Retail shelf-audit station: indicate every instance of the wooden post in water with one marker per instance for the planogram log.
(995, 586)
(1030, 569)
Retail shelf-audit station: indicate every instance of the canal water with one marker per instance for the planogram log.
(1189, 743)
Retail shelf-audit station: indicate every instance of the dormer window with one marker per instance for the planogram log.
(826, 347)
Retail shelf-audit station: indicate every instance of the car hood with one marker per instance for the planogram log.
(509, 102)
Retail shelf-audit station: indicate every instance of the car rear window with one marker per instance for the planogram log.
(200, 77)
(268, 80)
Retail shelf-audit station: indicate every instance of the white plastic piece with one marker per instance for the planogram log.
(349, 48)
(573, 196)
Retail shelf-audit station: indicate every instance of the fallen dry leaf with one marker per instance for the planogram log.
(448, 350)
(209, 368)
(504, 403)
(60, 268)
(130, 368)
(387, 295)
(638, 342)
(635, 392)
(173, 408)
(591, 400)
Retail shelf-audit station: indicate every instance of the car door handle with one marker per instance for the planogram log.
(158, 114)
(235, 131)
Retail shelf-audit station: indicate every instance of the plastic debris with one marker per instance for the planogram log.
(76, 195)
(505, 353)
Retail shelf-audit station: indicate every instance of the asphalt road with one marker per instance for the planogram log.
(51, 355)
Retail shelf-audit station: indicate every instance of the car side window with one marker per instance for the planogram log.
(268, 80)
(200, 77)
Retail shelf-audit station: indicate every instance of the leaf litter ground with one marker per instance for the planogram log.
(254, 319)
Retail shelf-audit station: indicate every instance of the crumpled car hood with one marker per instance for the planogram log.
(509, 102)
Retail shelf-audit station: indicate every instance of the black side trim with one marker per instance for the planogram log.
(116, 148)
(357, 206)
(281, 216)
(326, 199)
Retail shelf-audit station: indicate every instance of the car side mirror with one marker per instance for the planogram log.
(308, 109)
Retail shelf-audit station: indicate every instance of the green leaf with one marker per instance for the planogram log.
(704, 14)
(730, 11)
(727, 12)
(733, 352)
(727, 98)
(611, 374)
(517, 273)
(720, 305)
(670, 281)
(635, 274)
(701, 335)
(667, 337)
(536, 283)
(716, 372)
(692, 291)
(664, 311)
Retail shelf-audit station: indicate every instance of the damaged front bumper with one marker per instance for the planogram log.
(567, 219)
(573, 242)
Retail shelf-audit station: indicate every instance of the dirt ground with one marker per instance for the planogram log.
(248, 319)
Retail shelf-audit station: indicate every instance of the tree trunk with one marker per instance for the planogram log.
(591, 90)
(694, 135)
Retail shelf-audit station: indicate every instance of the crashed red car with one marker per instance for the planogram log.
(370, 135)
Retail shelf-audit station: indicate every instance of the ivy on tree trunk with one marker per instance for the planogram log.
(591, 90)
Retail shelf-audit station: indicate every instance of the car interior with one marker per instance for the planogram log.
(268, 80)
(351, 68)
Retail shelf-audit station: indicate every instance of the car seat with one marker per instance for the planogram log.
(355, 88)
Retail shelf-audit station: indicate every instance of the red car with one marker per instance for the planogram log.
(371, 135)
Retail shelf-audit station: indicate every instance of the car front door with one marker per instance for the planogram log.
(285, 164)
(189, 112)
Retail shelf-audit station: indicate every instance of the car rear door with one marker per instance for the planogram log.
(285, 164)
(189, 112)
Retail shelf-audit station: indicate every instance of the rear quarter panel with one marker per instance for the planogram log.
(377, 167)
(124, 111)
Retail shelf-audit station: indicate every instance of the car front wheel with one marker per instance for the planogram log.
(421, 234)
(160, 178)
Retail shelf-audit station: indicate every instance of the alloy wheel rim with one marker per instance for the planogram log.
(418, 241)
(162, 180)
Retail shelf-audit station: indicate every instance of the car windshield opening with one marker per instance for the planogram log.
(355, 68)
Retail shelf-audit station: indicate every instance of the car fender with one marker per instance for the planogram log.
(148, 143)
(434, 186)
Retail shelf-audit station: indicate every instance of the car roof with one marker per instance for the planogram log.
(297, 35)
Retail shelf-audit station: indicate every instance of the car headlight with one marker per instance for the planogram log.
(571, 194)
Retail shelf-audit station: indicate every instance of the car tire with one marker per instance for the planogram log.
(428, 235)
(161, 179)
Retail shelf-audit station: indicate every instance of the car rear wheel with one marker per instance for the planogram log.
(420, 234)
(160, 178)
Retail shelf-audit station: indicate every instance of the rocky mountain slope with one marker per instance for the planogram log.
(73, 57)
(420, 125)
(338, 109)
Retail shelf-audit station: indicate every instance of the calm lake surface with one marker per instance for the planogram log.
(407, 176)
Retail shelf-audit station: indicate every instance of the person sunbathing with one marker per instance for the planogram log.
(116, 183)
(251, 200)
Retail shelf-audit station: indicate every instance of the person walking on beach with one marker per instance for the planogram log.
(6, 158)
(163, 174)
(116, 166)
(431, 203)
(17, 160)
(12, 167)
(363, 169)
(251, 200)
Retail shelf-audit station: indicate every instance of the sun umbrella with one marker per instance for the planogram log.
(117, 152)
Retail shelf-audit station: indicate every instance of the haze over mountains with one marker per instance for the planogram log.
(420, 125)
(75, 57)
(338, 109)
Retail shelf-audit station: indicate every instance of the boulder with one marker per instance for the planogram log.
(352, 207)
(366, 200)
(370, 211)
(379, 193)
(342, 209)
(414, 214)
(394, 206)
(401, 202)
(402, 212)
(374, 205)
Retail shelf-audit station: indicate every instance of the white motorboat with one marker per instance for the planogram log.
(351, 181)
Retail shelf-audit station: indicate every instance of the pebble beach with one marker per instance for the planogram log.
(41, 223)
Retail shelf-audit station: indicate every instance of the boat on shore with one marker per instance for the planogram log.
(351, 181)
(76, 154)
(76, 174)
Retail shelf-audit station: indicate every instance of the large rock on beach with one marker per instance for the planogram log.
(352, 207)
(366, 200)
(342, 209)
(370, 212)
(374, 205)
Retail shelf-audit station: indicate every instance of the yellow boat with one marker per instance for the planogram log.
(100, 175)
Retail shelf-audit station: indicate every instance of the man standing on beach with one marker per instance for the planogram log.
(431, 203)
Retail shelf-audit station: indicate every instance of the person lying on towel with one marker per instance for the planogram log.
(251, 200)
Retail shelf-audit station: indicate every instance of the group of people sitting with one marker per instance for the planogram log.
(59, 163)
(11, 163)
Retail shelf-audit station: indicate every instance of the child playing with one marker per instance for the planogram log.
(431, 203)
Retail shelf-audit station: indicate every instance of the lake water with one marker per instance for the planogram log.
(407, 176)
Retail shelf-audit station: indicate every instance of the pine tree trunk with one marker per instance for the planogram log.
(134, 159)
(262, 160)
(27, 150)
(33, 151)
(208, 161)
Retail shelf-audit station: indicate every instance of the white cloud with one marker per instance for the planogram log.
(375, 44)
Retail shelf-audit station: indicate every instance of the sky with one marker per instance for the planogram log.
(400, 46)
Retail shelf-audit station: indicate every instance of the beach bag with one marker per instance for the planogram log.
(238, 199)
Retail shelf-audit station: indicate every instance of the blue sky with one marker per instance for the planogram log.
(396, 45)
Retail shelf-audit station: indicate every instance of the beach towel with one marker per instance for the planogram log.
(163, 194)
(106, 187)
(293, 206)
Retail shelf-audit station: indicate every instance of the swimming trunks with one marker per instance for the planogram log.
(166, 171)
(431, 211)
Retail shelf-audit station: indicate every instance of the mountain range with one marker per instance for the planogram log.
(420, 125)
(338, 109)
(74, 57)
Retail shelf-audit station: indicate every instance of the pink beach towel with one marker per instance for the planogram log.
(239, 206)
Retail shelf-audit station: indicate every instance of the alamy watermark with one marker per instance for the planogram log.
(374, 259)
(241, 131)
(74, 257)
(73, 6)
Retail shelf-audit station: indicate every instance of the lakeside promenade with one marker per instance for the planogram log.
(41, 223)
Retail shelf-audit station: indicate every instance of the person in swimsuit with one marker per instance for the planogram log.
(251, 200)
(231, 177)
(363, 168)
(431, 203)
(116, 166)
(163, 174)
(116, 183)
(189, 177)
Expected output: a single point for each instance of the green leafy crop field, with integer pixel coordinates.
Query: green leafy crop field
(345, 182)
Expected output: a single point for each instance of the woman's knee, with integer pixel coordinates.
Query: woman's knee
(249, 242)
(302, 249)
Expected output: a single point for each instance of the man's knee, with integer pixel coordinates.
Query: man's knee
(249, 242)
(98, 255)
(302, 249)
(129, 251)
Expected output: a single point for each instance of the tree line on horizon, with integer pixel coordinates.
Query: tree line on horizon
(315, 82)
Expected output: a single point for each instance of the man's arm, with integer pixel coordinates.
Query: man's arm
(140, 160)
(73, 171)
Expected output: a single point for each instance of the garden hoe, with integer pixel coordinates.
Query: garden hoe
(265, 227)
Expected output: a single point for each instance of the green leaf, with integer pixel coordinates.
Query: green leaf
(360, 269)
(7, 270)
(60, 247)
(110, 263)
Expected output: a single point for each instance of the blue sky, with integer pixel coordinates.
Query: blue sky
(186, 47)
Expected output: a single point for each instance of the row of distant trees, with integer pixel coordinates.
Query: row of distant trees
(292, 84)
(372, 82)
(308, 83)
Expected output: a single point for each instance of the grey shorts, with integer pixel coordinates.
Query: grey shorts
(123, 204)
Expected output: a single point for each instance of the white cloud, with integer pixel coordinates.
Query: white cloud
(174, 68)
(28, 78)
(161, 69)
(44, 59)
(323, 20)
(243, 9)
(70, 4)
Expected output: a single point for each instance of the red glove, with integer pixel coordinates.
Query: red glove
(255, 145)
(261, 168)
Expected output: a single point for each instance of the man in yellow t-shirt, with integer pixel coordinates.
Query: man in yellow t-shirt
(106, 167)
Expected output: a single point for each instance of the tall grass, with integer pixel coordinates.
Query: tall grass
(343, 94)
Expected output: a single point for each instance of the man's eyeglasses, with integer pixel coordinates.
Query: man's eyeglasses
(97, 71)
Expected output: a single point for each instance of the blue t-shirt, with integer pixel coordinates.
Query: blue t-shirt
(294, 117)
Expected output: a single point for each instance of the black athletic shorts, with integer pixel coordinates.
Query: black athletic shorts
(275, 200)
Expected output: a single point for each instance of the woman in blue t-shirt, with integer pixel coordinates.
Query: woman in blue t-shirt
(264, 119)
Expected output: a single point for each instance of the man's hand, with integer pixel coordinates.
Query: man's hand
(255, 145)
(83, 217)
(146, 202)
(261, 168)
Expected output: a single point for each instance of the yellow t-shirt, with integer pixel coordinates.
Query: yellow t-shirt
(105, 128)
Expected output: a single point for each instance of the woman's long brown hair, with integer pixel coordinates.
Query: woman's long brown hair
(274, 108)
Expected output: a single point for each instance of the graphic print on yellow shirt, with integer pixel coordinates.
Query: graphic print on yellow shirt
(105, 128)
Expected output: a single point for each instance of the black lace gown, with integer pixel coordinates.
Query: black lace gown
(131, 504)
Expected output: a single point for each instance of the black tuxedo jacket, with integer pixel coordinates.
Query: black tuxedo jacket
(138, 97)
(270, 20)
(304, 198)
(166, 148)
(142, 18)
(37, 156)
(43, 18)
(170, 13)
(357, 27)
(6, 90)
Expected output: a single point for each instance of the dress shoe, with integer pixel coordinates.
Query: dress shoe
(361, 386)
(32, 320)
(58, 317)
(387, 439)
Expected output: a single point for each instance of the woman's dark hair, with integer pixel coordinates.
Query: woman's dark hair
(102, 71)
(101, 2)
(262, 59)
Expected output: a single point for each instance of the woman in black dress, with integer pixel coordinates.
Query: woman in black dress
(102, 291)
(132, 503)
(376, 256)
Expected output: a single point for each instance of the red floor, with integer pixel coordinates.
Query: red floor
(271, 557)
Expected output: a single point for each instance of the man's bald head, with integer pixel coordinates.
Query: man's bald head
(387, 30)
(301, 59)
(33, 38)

____

**AIM**
Return, without changes, the part of the material that opens with the line containing "dark hair, with integer pixel coordinates." and runs through the end of the material.

**THE RESPONSE**
Expected output: a single point for each instance of the woman's dark hair, with integer pixel coordinates.
Query: woman's dark hair
(102, 71)
(101, 2)
(262, 59)
Expected output: a single point for each instance of the woman in black dress, with integer pixel coordinates.
Query: woman in black dress
(102, 291)
(132, 503)
(376, 256)
Expected output: a single point for each instance of the red floor, with integer pixel coordinates.
Query: red floor
(271, 557)
Expected output: a single point for each instance of the man's bald head, with integer pixel coordinates.
Query: man's bald head
(387, 30)
(301, 59)
(33, 38)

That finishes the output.